── EXERCISE INPUTS

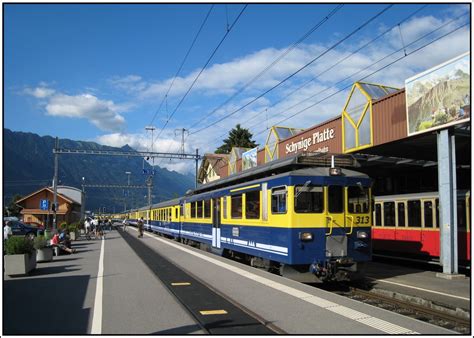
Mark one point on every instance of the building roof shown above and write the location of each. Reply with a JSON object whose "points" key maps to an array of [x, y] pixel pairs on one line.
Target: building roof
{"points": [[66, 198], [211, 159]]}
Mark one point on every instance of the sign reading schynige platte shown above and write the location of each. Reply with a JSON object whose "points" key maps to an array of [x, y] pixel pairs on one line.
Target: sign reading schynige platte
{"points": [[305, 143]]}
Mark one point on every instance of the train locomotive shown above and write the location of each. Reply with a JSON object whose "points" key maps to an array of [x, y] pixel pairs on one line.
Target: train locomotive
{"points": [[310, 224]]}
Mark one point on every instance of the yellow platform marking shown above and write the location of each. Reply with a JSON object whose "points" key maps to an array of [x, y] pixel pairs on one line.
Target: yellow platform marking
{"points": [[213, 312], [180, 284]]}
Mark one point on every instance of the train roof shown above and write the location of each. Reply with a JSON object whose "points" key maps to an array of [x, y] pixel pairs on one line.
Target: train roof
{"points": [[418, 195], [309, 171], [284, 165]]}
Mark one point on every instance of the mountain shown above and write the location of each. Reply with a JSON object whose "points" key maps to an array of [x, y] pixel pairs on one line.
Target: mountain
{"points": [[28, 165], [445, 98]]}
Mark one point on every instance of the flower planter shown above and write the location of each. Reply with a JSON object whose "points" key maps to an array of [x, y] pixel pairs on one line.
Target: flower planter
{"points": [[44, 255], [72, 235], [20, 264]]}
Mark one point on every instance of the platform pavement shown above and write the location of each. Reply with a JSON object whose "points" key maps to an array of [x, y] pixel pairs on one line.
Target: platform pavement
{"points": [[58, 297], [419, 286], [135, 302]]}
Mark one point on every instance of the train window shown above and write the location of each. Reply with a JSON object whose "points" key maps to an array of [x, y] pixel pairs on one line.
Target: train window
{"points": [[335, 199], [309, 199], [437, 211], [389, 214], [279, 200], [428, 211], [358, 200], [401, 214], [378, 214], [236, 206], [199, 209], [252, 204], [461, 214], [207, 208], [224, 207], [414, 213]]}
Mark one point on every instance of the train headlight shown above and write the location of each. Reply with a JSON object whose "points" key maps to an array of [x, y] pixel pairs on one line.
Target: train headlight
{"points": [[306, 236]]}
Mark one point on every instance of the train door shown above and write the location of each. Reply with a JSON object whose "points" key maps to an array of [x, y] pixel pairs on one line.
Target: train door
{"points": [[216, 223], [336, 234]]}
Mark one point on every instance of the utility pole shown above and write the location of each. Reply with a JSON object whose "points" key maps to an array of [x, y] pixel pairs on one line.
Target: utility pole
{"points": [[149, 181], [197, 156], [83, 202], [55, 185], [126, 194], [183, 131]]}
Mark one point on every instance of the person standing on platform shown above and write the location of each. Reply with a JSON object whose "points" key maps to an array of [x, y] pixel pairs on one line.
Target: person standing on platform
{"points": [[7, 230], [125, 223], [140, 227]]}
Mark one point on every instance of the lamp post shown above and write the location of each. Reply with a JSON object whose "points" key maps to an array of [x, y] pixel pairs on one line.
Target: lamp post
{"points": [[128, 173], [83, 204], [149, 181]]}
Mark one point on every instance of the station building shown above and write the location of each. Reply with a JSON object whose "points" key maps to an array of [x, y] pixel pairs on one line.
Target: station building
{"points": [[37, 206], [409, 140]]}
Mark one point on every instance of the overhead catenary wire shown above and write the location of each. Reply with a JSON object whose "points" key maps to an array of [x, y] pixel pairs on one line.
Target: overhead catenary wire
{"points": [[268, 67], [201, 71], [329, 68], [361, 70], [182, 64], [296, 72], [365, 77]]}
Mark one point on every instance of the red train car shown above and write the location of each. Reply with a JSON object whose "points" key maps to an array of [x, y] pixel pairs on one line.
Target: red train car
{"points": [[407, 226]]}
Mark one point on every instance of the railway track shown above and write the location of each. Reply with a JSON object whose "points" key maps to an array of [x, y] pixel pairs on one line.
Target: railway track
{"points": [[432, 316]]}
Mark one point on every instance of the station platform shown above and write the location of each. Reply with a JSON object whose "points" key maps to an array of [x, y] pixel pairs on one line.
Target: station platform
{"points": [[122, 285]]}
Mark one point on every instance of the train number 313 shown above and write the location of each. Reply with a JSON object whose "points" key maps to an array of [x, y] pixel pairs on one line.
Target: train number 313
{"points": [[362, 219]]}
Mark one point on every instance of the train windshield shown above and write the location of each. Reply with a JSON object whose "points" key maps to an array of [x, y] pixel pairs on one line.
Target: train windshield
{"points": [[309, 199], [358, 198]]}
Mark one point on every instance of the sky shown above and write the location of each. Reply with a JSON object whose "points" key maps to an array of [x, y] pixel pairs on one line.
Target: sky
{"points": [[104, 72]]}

────

Beginning with the line that contains "Mark one point on every instance of the train windshield", repeat every line through the end of the records and nothing more.

Mark one point on every instance of the train windshield shown above and write the location of each. Reply with a JSON object whose "points" key maps to an array of [x, y] pixel pairs on one line.
Target: train windshield
{"points": [[309, 199], [358, 198]]}
Mark one point on every instance of the sky shown above and write the location of each. Reply with a JSON object whose "points" key maps to an array of [x, y] pixel pairs on one line.
Target: sky
{"points": [[104, 72]]}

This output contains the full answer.